▶ _DATA EXTRACT_
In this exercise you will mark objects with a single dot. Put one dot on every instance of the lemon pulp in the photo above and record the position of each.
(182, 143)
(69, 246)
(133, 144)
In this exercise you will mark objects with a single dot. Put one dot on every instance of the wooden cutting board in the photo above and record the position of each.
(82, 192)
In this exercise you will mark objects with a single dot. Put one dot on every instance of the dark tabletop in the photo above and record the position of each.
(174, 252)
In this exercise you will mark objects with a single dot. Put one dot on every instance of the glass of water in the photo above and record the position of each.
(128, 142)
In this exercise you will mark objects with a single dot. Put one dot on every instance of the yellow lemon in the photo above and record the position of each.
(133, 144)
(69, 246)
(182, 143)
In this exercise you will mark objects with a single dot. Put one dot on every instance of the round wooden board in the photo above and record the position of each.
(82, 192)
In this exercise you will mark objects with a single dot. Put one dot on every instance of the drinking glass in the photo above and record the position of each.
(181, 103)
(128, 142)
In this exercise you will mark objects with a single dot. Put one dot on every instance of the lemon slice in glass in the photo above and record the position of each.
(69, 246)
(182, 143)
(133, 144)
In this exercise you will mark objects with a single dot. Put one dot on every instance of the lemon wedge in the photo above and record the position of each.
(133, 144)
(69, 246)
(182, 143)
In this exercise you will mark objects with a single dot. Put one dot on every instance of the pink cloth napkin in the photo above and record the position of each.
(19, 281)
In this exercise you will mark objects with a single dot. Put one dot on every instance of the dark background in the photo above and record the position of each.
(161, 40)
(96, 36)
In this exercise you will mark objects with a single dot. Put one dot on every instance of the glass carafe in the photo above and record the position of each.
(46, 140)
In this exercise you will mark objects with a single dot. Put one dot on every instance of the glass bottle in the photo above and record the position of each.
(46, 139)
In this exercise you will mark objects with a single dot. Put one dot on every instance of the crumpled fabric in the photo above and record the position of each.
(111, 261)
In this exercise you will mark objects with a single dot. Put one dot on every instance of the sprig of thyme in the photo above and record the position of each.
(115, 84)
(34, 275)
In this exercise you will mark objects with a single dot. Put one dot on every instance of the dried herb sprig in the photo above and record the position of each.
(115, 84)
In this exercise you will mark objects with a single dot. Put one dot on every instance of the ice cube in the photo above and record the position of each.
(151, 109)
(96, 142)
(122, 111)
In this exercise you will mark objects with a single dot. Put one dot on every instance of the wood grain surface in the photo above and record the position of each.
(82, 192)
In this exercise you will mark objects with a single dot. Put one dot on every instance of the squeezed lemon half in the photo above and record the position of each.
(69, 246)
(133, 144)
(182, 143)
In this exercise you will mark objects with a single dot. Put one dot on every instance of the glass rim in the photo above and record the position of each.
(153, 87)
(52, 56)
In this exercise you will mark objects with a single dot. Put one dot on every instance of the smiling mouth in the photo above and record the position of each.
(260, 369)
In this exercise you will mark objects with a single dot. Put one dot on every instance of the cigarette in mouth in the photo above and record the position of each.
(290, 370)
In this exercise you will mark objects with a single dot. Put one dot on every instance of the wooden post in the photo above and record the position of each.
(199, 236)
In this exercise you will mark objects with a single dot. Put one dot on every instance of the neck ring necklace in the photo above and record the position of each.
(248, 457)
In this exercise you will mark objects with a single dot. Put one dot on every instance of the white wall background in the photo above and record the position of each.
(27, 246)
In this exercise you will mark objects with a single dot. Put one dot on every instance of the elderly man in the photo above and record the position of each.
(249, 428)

▶ _TASK BRIEF_
From the first line to the last, retype the data exactly.

▶ _ANSWER TO THE EXERCISE_
In this exercise you will mark objects with a single dot. Put one dot on every instance of the lemon pulp in the photo above and record the position of each.
(182, 143)
(69, 246)
(133, 144)
In this exercise you will mark objects with a single dot. Put one dot on every instance of the wooden cutting board in the photo above and record the position of each.
(82, 192)
In this exercise you will mark objects with a single dot. Put one dot on every instance of the dark tabletop in the photo above and record the position of each.
(174, 252)
In this exercise you will mark objects with a single dot. Put one dot on every instance of the glass of water in the photo above and record the position of each.
(128, 142)
In this exercise you will mark objects with a single dot. Put one dot on every instance of the yellow lemon in the photo above and record the position of each.
(133, 144)
(69, 246)
(182, 143)
In this exercise you will mark objects with a single dot. Put one dot on every instance of the round wooden board in the photo above and record the position of each.
(82, 192)
In this exercise you will mark objects with a single dot. Put one dot on every instance of the drinking glass in the photo above and record the position of each.
(181, 103)
(128, 142)
In this exercise you will mark objects with a single dot. Put one dot on every instance of the lemon slice in glass in the photo above and record the position of each.
(69, 246)
(182, 143)
(133, 144)
In this exercise you will mark objects with a single dot. Put one dot on every instance of the lemon wedge in the photo above and record the position of each.
(133, 144)
(69, 246)
(182, 143)
In this exercise you will mark objects with a single dot. Put one dot on every instance of the pink cloth napkin in the photo above and record the position of each.
(19, 281)
In this exercise you will mark objects with a single dot. Put one dot on every instance of the dark background in the photo above and record the position of each.
(161, 40)
(96, 36)
In this exercise you will mark objects with a single dot. Put one dot on every instance of the glass carafe in the photo above and record the position of each.
(46, 140)
In this exercise you will mark objects with a single dot. Put one dot on every instance of the glass bottle in the photo above and record the position of each.
(46, 139)
In this exercise you will mark objects with a single dot. Put one dot on every instance of the crumpled fabric in the photo above and record the position of each.
(111, 261)
In this exercise you will mark objects with a single dot. Put one dot on every instance of the sprig of thyme in the photo above and record the position of each.
(115, 84)
(34, 275)
In this exercise you will mark objects with a single dot. Put one dot on every instance of the dried herb sprig in the photo above and record the position of each.
(115, 84)
In this exercise you will mark objects with a single dot. Put one dot on every instance of the ice cube in the photo above and record the position of each.
(151, 109)
(96, 142)
(122, 111)
In this exercise you will mark objects with a single dot. Put one dot on every instance of the wood grain surface in the photo above and record the position of each.
(82, 192)
In this exercise you will mark objects with a single dot. Put one dot on every instance of the squeezed lemon half in the photo above and record the position of each.
(69, 246)
(133, 144)
(182, 143)
In this exercise you will mark objects with a single dot. Put one dot on every instance of the glass rim in the photo above and record the position of each.
(153, 87)
(52, 56)
In this exercise you will mark objects with a single dot. Put one dot on every instance of the smiling mouth in the photo above and record the position of each.
(260, 369)
In this exercise you will mark objects with a single dot. Put one dot on every instance of the cigarette in mouth in the photo above and record the position of each.
(290, 370)
In this exercise you will mark objects with a single dot. Put one dot on every instance of the wooden post in the photo above and record the position of each.
(199, 236)
In this exercise you will mark objects with a single dot. Put one dot on every instance of the neck ring necklace in the photo above and record the position of each.
(248, 457)
In this exercise you will mark objects with a single dot. Put one dot on every instance of the white wall background in the photo above and record the position of each.
(27, 246)
In this exercise you will mark objects with a single dot. Put one dot on every instance of the elderly man in the photo above and record the position of each.
(249, 428)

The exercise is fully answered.